### Document excerpt
Facial plast Surg 2016; 32(01): 080-087
DOI: 10.1055/s-0035-1570125
Thieme Medical Publishers 333 Seventh Avenue, New York, NY 10001, USA.

Evolution of Preoperative Rhinoplasty Consult by Computer Imaging

Garyfalia Lekakis1, Peter Claes2, Grant S. Hamilton III3, P. W. Hellings1
  • 1Department of ENT, University Hospitals Leuven, Leuven, Belgium
  • 2Department of Electrical Engineering, Medical Image Computing, Leuven, Belgium
  • 3Division of Facial Plastic and Reconstructive Surgery, Department of Otorhinolaryngology, Mayo Clinic, Rochester, Minnesota
Further Information

Publication History

Publication Date:
10 February 2016 (online)

Abstract

The preoperative consultation in rhinoplasty involves a multitude of actions that are mandatory for the decision-making process: history taking with attention to the symptoms and specific requests of the patient, clinical evaluation of the aesthetics, the functional status of the nose and the patients' motivation for surgery, and acquisition of standardized preoperative photographs. During the last decade, computer imaging or morphing of the preoperative pictures of the nose has become much more common. This part of the consultation allows the surgeon and patient to reach a mutually agreeable set of expectations by demonstrating the planned outcome of rhinoplasty and describing the objectives of surgery. The evolving literature on computer imaging supports that the benefits for both the patients and surgeons seem to outweigh the risks. Indeed, morphing enables the surgeon to precisely explain to the patients the goal of surgery, and to postpone or even cancel surgery in the group of patients that do not appear satisfied with the proposed changes. In addition, patients may feel more prepared for surgery and have a more realistic view of the outcome of the intervention. Presently, computer imaging is progressing from 2D to 3D models, optimizing the surgeons' capacity to perform morphing in the most advantageous manner for both parties.

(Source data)
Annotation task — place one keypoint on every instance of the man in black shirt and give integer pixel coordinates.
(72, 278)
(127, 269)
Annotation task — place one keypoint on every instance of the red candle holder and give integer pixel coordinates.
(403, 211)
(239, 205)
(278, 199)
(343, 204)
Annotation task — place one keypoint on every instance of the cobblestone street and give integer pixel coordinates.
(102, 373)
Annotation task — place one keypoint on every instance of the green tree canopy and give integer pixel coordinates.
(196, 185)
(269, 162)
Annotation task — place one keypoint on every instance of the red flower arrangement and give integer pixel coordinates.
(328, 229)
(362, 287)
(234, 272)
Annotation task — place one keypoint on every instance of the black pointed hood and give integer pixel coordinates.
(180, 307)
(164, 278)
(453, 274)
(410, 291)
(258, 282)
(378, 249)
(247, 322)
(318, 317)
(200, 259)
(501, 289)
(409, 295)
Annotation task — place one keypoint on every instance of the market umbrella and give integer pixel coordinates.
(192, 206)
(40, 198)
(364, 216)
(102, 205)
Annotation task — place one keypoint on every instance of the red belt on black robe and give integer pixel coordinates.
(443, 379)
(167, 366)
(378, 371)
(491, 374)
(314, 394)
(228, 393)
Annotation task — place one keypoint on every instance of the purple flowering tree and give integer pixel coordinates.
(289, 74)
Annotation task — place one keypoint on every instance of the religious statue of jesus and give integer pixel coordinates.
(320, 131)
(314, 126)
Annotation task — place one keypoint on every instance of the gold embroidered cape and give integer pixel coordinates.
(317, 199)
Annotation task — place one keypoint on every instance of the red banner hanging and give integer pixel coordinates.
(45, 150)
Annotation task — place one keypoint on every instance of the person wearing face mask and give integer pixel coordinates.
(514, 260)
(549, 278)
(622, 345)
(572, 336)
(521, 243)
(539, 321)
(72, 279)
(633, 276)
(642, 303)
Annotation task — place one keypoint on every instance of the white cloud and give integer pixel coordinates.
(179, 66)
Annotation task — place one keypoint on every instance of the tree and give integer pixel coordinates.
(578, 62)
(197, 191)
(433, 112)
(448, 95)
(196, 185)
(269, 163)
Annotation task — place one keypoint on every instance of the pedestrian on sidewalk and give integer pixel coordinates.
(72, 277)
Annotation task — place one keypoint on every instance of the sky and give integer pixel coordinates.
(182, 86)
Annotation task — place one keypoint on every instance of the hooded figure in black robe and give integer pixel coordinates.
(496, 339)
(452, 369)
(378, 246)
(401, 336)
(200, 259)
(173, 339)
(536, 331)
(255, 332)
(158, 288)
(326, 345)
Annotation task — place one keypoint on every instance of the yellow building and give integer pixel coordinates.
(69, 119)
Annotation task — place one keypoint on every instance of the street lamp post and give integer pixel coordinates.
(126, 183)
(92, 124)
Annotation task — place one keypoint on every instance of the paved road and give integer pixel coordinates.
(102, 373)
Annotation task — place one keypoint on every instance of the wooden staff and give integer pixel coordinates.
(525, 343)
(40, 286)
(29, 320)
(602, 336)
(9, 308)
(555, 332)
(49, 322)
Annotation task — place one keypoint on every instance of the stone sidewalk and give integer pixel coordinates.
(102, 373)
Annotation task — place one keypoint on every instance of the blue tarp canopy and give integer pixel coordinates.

### Work to complete
Reproduce the stretch of the rhinoplasty abstract from "Garyfalia Lekakis1, Peter" through "February 2016 (online)". The material has no connection to the rhinoplasty abstract.

### Result of this task
Garyfalia Lekakis1, Peter Claes2, Grant S. Hamilton III3, P. W. Hellings1
  • 1Department of ENT, University Hospitals Leuven, Leuven, Belgium
  • 2Department of Electrical Engineering, Medical Image Computing, Leuven, Belgium
  • 3Division of Facial Plastic and Reconstructive Surgery, Department of Otorhinolaryngology, Mayo Clinic, Rochester, Minnesota
Further Information

Publication History

Publication Date:
10 February 2016 (online)